Называя войны, лейтенант, кажется, имеет в виду свой личный перечень. Вряд ли каждый вокруг него простирает свою память до древнего Китая. Но в целом его слова – это для меня слова всё-таки не последнего свидетеля. Он ведь имеет дело с ранеными. У них, по крайней мере, у тех, что идут на поправку, есть время для разговоров. Да, наверное, и потребность.
Бульбашка – это по-русски пузырь.
Примечательно для меня то, что и Вторая мировая, и прочие войны там вспоминаются в связи с родной бестолковщиной. Низшие недовольны высшими, высшие – друг другом. Так в мирное время, так и в военное всюду и всегда. Не желая ни признавать, ни отрицать эту особенность, другой мой собеседник, сержант-доброволец с высшим образованием, очень сухо говорит:
– Базарить о Второй мировой – не ко времени. Все наши разговоры – об этой.
А о том, что это за разговоры, – ни слова.

→ **СТРОКИ ДАННЫХ**
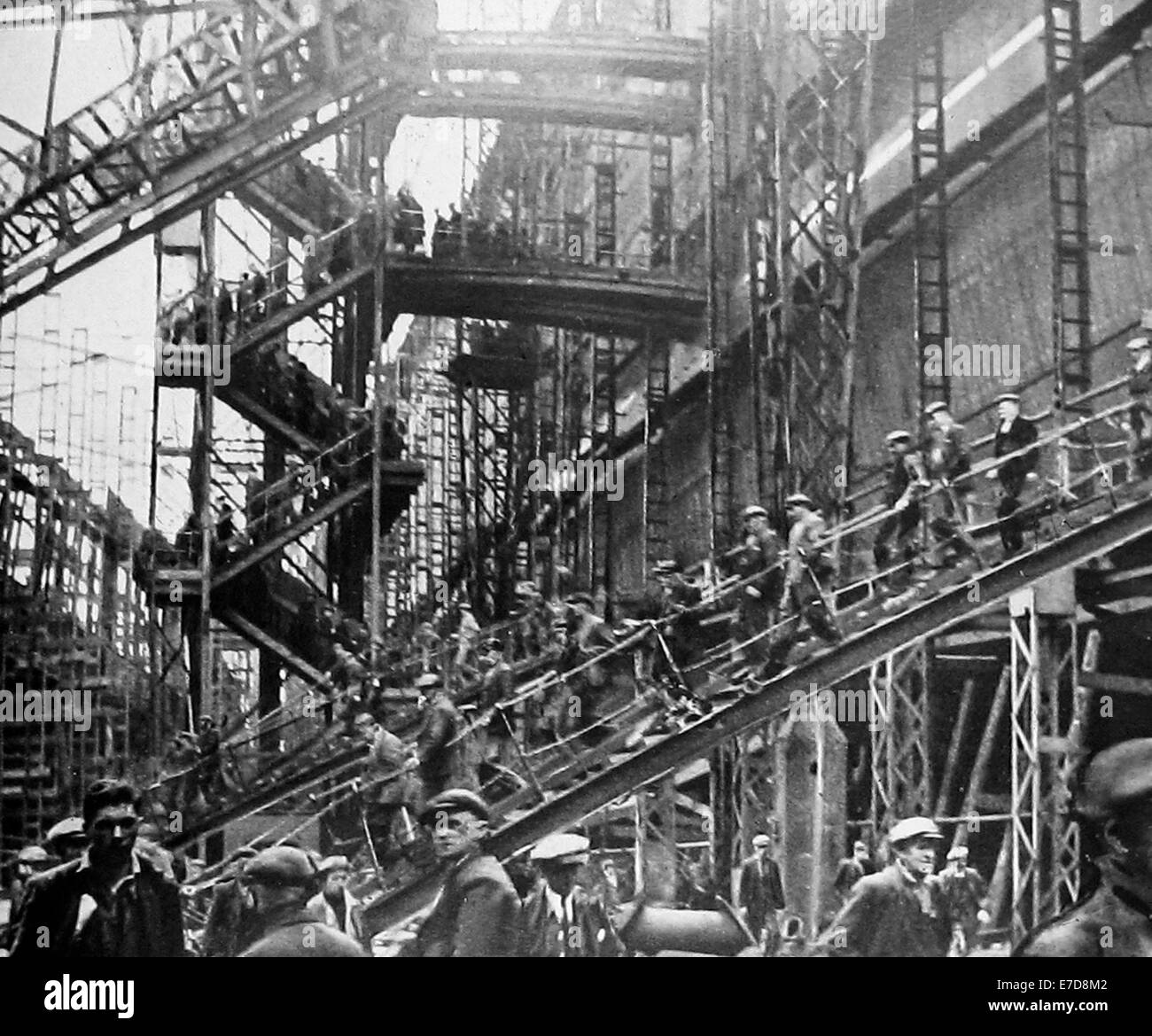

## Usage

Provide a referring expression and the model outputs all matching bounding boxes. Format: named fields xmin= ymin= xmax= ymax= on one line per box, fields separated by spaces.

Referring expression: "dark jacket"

→ **ЗАДАНИЕ**
Выпишите из отрывка о разговорах на войне все предложения, где стоит тире (дефисы не в счет).

→ **ПРАВИЛЬНЫЙ ОТВЕТ**
1. Но в целом его слова – это для меня слова всё-таки не последнего свидетеля.
2. Бульбашка – это по-русски пузырь.
3. Низшие недовольны высшими, высшие – друг другом.
4. – Базарить о Второй мировой – не ко времени.
5. Все наши разговоры – об этой.
6. А о том, что это за разговоры, – ни слова.